# Written task
Can you reproduce the data beneath, keeping every line exact?

# Position annotation records

/---

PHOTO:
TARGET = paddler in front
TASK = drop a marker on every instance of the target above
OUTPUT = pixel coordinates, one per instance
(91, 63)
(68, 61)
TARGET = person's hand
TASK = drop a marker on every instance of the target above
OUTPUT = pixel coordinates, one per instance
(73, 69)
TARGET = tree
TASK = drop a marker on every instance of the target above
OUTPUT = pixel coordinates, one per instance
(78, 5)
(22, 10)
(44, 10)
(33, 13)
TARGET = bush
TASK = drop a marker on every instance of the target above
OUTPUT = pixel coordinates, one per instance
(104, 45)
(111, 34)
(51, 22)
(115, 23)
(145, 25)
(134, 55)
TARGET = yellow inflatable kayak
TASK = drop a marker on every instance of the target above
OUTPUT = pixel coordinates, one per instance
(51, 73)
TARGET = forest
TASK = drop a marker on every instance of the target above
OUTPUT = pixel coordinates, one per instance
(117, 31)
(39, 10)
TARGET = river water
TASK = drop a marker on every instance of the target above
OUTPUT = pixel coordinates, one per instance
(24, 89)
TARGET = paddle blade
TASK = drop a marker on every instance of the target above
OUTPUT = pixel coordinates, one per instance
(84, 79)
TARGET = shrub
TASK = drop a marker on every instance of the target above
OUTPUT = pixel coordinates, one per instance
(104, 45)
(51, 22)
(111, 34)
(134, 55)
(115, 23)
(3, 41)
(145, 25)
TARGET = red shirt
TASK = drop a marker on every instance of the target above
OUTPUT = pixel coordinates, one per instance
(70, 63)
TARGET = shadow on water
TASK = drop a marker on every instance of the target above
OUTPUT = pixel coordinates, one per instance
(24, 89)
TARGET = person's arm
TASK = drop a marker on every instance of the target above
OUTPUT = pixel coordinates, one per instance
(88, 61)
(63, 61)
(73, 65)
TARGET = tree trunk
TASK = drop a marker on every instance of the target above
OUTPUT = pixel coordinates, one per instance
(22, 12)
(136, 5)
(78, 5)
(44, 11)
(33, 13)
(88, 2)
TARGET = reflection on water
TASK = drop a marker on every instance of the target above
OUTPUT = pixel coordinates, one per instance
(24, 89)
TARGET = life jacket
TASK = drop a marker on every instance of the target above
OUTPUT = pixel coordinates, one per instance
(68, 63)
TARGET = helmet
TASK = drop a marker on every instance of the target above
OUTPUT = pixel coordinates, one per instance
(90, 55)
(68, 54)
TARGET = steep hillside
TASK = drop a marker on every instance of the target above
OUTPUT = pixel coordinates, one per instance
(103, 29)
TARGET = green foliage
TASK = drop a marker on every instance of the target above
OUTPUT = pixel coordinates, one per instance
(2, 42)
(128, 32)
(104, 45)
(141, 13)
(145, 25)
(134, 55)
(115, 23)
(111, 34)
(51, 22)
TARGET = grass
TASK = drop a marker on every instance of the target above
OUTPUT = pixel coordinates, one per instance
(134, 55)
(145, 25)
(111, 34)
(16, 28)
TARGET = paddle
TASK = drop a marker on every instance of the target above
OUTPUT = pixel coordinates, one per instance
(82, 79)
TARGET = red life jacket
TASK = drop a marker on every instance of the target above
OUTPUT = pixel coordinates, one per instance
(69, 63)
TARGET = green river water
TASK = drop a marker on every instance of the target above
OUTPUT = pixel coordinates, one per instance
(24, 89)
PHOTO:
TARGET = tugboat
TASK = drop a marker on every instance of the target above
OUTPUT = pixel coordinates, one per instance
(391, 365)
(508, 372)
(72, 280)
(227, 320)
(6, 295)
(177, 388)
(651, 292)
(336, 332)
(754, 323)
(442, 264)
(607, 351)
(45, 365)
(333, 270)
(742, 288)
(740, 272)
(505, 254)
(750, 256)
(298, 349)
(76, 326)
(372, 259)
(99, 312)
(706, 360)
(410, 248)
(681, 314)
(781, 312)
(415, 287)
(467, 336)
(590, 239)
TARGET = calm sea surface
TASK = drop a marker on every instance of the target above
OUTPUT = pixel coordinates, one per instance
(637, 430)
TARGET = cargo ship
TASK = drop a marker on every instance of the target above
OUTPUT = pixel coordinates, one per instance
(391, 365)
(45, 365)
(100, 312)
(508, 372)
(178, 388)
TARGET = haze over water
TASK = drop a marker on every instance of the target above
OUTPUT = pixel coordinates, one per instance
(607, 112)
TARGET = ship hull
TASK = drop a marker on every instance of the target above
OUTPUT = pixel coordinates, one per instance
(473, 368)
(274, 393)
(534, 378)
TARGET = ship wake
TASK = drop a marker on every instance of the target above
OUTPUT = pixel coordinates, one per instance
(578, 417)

\---

# Solution for this task
PHOTO:
TARGET = paddler in front
TASK = drop a marker on every instance of the target above
OUTPUT = pixel coordinates, one per instance
(91, 63)
(68, 61)
TARGET = person's hand
TASK = drop a marker on every instance of the target above
OUTPUT = pixel coordinates, one per instance
(73, 69)
TARGET = tree
TASK = drop a marker on every instance of the target above
OUTPUT = pixel coordinates, one per instance
(78, 5)
(22, 10)
(44, 10)
(33, 13)
TARGET = bush
TASK = drop a marker on every instance of the target above
OUTPUT = pixel coordinates, one per instance
(104, 45)
(111, 34)
(51, 22)
(115, 23)
(145, 25)
(134, 55)
TARGET = yellow inflatable kayak
TASK = drop a marker on every instance of the target above
OUTPUT = pixel coordinates, one per instance
(51, 73)
TARGET = forest
TASK = drop a marker on every instance of the target above
OUTPUT = pixel coordinates, one per instance
(117, 31)
(39, 10)
TARGET = river water
TASK = drop a marker on every instance of the target above
OUTPUT = pixel coordinates, one per instance
(24, 89)
TARGET = paddle blade
TASK = drop a marker on every instance of the target above
OUTPUT = pixel coordinates, one per instance
(84, 79)
TARGET = shrub
TASK = drop a marker on every instance of the target above
OUTPUT = pixel coordinates, one per instance
(104, 45)
(51, 22)
(111, 34)
(134, 55)
(115, 23)
(3, 41)
(145, 25)
TARGET = red shirt
TASK = drop a marker on every instance of the target above
OUTPUT = pixel coordinates, one per instance
(70, 63)
TARGET = shadow on water
TASK = drop a marker on every instance of the target above
OUTPUT = pixel coordinates, one per instance
(24, 89)
TARGET = person's arm
TASK = drop a marker on every instance of the target above
OUTPUT = pixel coordinates, one per instance
(88, 61)
(63, 61)
(73, 65)
TARGET = tree trunk
TASK = drop a marker on every instance of the target above
OUTPUT = pixel coordinates, one per instance
(22, 12)
(136, 5)
(78, 5)
(44, 11)
(33, 13)
(88, 2)
TARGET = reflection on water
TASK = drop a marker on every instance of the target above
OUTPUT = pixel coordinates, one per instance
(24, 89)
TARGET = life jacket
TASK = drop a marker on every instance of the target above
OUTPUT = pixel coordinates, one per instance
(68, 63)
TARGET = helmet
TASK = drop a marker on every instance of the target above
OUTPUT = pixel coordinates, one per instance
(90, 55)
(68, 54)
TARGET = steep hillside
TASK = drop a marker on every instance of the target above
OUTPUT = pixel coordinates, one per instance
(103, 29)
TARGET = green foliage
TASK = drop a marker on every instance of the target above
OUTPUT = pixel coordinates, one per instance
(2, 42)
(128, 32)
(104, 45)
(141, 13)
(145, 25)
(134, 55)
(115, 23)
(111, 34)
(51, 22)
TARGET = grass
TASK = drop a marker on every instance of the target above
OUTPUT = pixel coordinates, one per instance
(134, 55)
(145, 25)
(111, 34)
(16, 28)
TARGET = paddle
TASK = drop a marker on every instance of the target above
OUTPUT = pixel coordinates, one per instance
(82, 79)
TARGET = red life jacket
TASK = drop a marker on every instance of the target above
OUTPUT = pixel coordinates, one per instance
(69, 63)
TARGET = green river water
TASK = drop a marker on every instance of the target above
OUTPUT = pixel coordinates, one per instance
(24, 89)
PHOTO:
TARGET = tugboat
TASK = drop a marker on every instance of the target above
OUTPUT = pixel coordinates, one per instance
(391, 365)
(508, 372)
(72, 280)
(227, 320)
(6, 295)
(177, 388)
(651, 292)
(336, 332)
(754, 323)
(442, 264)
(607, 351)
(45, 365)
(333, 270)
(742, 288)
(740, 272)
(505, 254)
(750, 256)
(298, 349)
(76, 326)
(372, 259)
(99, 312)
(706, 360)
(410, 248)
(681, 314)
(781, 312)
(415, 287)
(467, 336)
(590, 239)
TARGET = calm sea surface
TASK = drop a marker on every instance of the target above
OUTPUT = pixel coordinates, one per instance
(637, 430)
TARGET = cargo ship
TASK = drop a marker on every instance of the target above
OUTPUT = pixel coordinates, one per instance
(391, 365)
(45, 365)
(100, 312)
(508, 372)
(178, 388)
TARGET = haze over water
TASK = drop a marker on every instance of the target above
OUTPUT = pixel coordinates, one per instance
(607, 112)
TARGET = ship hull
TASK = drop a marker on every instance of the target above
OUTPUT = pixel coordinates, one per instance
(473, 368)
(274, 393)
(534, 378)
TARGET = ship wake
TASK = drop a marker on every instance of the target above
OUTPUT = pixel coordinates, one per instance
(578, 417)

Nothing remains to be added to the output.